» Passage
━━━━━━━━━━━━━━━━━━━━

The Real Work
It may be that when we no longer know what to do
we have come to our real work,
and that when we no longer know which way to go
we have come to our real journey.
The mind that is not baffled is not employed.
The impeded stream is the one that sings.
by Wendell Berry, from Collected Poems, 1987
Upon reading these insightful words by the American novelist, poet, environmental activist, cultural critic, and farmer, Wendell Berry, my baffled mind immediately relaxed a little. I felt like he was talking directly to me saying, “It’s OK not to know.”
Maybe, just maybe, my standing at this precipice at 50 years old, not sure of the next step, making it up as I go is exactly where I’m supposed to be right now. As Wendell suggests, maybe venturing down my next path, whatever it may be, is the start of my real work and journey.
I went to college, got married, had kids – all like I was “supposed to.” In my early 40s, depressed and living a numb existence, I completely shattered that life when I got divorced, tried to commit suicide, sustained a serious brain injury, and lost custody of my kids. Whew! That’s one way to do it, but I wouldn’t advise it.
After the suicide attempt and resulting brain injury, my life didn’t look anything like “supposed to” anymore, but surprisingly that’s when I found the most meaning and purpose. My everyday existence became all about recovering physically, mentally, and emotionally as I was forced to make the changes I’d been needing to make in my life for a long time. Despite poor odds and dire predictions, through mindfulness, meditation, cognitive behavioral therapy, hyperbaric oxygen therapy, neurofeedback, thought reframing, physical exercise, brain training, and a brain healthy diet, I did heal fully to become happier and healthier than I’d ever been.
With that arduous journey behind me, I have newfound confidence and faith in myself and the universe. I often tell myself that “If you can figure your way out of that one, you can handle anything.” However, even knowing this doesn’t always squelch that gnawing feeling in the pit of my stomach or stop my anxious mind from asking “What’s next? How are you gonna provide for yourself? Are you gonna be alone forever? What’s the plan?”
When my thoughts go in that direction, I remind myself to come back to the present moment, get OK with the uncertainty, let happenings unfold in their own time, respond to them as they do, and TRUST. Trust, breath, and relax. I remind myself that a person can drive all of the way across the U.S. in the dark only seeing the 20 feet illuminated ahead of them. Yesterday, today was out of the scope of those headlights.
Thank you Wendell Berry. My brain is definitely employed.

━━━━━━━━━━━━━━━━━━━━

» Dataset records

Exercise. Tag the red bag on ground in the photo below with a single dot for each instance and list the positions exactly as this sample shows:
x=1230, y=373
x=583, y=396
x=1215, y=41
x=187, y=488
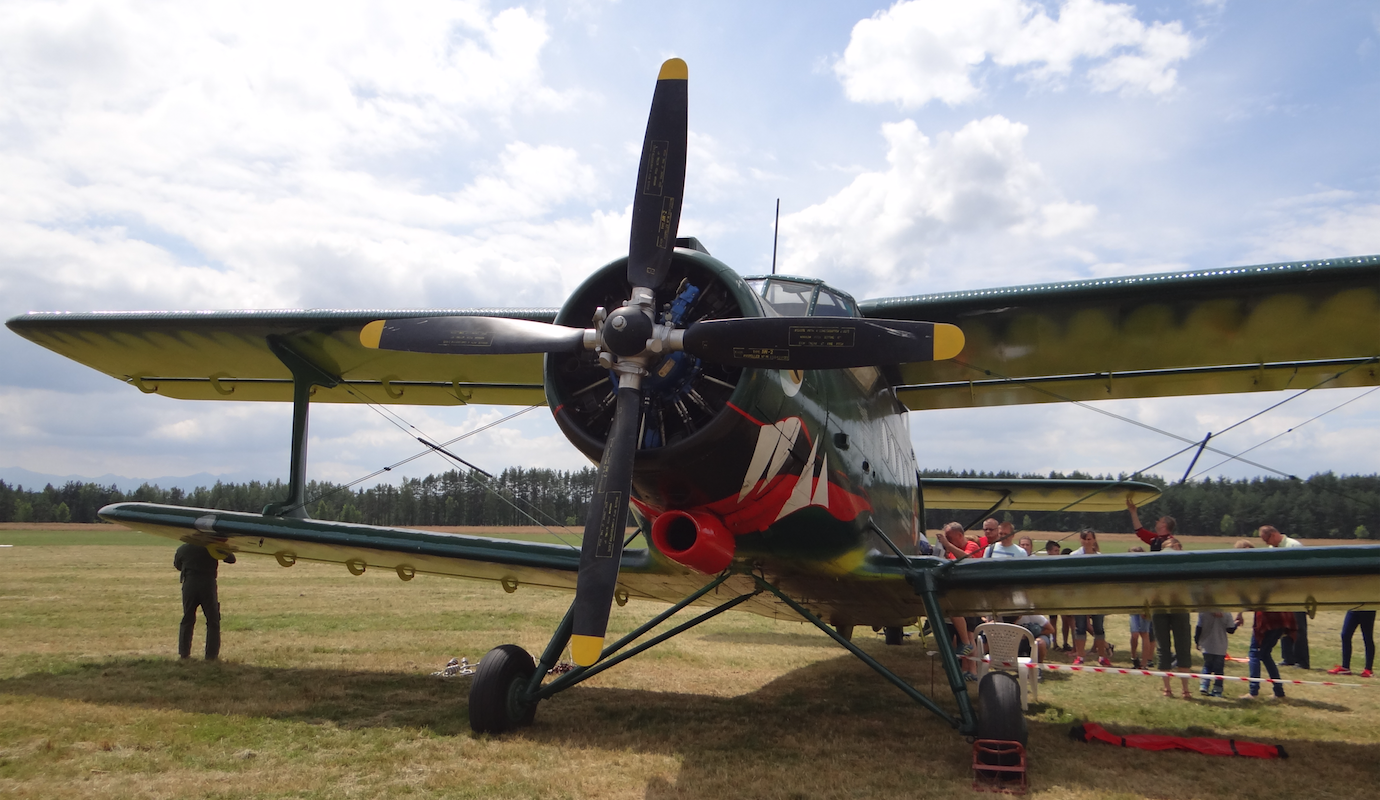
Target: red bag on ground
x=1092, y=731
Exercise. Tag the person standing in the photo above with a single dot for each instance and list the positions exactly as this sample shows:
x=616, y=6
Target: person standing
x=1270, y=626
x=1002, y=548
x=1210, y=636
x=1172, y=631
x=1141, y=633
x=1089, y=548
x=1292, y=653
x=1366, y=622
x=199, y=573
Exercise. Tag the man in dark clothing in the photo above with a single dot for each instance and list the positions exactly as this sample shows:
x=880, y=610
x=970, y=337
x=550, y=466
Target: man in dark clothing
x=199, y=567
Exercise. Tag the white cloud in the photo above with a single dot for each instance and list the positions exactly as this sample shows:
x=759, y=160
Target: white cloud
x=272, y=156
x=1319, y=225
x=922, y=50
x=970, y=184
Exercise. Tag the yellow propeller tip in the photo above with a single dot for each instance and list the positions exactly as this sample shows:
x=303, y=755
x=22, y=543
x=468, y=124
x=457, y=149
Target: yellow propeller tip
x=585, y=650
x=370, y=334
x=948, y=341
x=674, y=69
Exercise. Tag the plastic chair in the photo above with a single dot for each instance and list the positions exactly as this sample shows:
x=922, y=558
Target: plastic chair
x=1003, y=644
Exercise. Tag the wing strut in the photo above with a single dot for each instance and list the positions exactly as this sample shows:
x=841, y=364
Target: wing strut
x=305, y=375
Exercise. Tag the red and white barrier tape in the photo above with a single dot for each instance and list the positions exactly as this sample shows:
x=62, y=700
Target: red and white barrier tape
x=1187, y=675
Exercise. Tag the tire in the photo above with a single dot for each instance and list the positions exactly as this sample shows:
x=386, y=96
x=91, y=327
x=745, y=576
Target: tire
x=496, y=702
x=999, y=713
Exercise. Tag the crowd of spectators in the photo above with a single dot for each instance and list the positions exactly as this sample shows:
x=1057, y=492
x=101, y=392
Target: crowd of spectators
x=1161, y=640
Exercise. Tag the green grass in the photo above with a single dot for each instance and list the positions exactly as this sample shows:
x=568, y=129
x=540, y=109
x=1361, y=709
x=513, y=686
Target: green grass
x=324, y=691
x=105, y=535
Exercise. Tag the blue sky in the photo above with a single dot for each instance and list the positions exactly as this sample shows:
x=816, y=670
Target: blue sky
x=476, y=153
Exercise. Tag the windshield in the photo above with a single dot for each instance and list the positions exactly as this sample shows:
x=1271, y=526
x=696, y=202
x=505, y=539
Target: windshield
x=790, y=298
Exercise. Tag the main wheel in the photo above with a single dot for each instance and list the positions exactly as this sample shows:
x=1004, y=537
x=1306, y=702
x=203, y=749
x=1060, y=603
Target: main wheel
x=496, y=697
x=999, y=713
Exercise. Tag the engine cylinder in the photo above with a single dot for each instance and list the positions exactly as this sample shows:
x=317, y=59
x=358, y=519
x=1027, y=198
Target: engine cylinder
x=696, y=540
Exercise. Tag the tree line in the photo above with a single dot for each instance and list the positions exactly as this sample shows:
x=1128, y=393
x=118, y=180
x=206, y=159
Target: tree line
x=515, y=497
x=1324, y=506
x=1321, y=506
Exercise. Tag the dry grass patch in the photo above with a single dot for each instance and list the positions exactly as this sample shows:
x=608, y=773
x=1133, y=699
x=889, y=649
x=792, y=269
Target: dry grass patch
x=324, y=691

━━━━━━━━━━━━━━━━━━━━

» Tasks
(a) In the essay on "The Real Work," how old does the writer say they are while standing at the precipice?
(b) Copy the section of the essay on "The Real Work" that starts with the words containing "The Real Work" and ends with "one that sings.".

» Answer set
(a) 50 years old.

(b)
The Real Work
It may be that when we no longer know what to do
we have come to our real work,
and that when we no longer know which way to go
we have come to our real journey.
The mind that is not baffled is not employed.
The impeded stream is the one that sings.